Records for this task:
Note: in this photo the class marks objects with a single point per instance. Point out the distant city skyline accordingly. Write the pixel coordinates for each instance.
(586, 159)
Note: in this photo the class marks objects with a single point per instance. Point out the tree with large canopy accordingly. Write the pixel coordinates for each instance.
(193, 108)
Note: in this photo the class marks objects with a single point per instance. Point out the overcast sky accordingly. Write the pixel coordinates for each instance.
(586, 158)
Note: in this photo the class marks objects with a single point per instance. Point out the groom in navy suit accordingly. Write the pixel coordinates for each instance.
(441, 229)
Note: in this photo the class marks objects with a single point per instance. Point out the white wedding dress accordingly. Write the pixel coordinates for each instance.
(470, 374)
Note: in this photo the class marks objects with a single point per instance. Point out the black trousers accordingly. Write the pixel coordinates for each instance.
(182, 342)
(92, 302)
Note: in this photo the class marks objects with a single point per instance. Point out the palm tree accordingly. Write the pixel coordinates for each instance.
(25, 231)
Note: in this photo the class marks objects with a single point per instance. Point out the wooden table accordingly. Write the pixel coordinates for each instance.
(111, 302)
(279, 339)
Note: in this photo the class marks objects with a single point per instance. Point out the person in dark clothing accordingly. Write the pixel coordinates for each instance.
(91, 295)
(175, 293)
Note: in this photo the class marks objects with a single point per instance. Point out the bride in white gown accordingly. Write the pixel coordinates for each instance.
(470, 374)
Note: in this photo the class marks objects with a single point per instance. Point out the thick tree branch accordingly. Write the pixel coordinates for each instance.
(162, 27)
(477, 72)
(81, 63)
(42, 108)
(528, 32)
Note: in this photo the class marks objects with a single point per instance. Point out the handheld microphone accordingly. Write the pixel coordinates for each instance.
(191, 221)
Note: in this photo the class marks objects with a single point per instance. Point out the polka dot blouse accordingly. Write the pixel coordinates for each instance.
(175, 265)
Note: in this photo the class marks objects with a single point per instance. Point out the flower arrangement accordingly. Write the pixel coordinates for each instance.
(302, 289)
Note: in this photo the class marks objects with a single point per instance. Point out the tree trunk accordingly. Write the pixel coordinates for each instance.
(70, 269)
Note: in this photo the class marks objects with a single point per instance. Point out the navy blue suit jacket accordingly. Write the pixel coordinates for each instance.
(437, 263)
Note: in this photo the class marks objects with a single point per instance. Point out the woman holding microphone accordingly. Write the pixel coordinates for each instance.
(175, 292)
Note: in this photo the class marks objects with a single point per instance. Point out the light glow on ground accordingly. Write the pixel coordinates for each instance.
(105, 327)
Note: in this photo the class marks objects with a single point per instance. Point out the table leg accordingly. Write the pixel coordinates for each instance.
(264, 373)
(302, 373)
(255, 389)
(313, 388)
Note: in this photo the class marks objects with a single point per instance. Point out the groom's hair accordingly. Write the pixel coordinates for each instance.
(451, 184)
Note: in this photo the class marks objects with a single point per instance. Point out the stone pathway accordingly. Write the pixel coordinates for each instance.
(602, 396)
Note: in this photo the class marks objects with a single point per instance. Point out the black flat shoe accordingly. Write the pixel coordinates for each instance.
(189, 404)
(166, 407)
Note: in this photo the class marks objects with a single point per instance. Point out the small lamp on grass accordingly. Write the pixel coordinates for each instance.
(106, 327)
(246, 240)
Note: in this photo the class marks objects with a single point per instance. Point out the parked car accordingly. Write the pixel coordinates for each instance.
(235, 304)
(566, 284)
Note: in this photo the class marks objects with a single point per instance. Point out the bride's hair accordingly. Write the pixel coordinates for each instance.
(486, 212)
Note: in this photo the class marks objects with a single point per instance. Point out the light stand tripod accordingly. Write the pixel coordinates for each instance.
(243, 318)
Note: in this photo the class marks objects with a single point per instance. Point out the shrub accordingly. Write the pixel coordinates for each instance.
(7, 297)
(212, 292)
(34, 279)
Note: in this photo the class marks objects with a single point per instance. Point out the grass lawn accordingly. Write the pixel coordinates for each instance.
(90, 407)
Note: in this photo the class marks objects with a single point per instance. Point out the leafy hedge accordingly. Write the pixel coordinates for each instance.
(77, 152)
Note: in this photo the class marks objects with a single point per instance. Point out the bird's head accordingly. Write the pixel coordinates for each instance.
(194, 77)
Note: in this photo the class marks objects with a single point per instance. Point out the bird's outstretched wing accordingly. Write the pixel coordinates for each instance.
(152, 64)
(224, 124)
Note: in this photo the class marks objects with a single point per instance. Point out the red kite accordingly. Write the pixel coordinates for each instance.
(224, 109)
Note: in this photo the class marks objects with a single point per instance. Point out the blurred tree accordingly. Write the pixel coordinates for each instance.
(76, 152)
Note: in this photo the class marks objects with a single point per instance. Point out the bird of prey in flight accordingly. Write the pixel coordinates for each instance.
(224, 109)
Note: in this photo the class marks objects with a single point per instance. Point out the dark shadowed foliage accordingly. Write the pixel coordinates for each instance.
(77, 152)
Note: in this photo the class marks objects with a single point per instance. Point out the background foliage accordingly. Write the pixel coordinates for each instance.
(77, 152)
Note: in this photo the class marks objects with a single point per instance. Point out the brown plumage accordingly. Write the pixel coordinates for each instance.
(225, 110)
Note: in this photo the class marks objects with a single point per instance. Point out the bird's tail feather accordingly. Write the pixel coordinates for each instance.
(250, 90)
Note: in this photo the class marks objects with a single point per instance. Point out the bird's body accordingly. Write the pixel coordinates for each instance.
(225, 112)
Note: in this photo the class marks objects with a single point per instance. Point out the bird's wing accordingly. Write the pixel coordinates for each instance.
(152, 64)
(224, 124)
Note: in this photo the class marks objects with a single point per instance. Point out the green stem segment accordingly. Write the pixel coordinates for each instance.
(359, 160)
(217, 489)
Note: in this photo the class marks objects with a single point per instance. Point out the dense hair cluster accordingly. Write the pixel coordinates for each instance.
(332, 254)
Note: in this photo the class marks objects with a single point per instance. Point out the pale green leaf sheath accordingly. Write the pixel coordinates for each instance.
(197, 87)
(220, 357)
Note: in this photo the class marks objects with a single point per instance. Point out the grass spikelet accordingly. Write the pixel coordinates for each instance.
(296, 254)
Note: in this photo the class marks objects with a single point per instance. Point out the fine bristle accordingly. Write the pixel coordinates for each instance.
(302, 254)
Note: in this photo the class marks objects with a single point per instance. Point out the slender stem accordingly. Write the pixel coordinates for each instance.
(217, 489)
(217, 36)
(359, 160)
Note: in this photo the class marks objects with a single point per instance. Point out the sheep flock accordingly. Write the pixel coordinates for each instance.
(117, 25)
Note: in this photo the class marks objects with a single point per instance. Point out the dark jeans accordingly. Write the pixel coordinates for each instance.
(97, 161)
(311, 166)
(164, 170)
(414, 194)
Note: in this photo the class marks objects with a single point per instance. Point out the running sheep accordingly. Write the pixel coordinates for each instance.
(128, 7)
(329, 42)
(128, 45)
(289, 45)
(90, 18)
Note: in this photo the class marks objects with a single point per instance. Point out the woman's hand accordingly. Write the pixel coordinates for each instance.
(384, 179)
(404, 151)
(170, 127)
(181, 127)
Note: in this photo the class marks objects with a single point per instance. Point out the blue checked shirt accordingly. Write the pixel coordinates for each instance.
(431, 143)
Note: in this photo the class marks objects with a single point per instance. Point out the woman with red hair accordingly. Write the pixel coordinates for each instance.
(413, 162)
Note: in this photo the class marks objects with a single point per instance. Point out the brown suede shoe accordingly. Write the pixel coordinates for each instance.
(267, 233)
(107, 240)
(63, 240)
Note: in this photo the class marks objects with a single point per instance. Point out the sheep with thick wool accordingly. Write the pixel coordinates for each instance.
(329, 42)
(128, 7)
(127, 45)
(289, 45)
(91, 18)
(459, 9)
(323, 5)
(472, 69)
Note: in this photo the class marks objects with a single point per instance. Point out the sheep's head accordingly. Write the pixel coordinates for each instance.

Task requirements:
Every line from the one containing "the sheep with" through the end of the entries above must be echoed exactly, with both ends kept.

Final answer:
Note: in this photo the class marks objects with a single point per instance. Point out the sheep with thick wool accordingly. Write the pixel coordinates for each instance.
(329, 42)
(128, 7)
(127, 45)
(289, 45)
(91, 18)
(459, 9)
(323, 5)
(472, 69)
Note: in this photo the class marks objects with a single point per instance. Point out the sheep's head accordingly. Write the pixel coordinates for each instance.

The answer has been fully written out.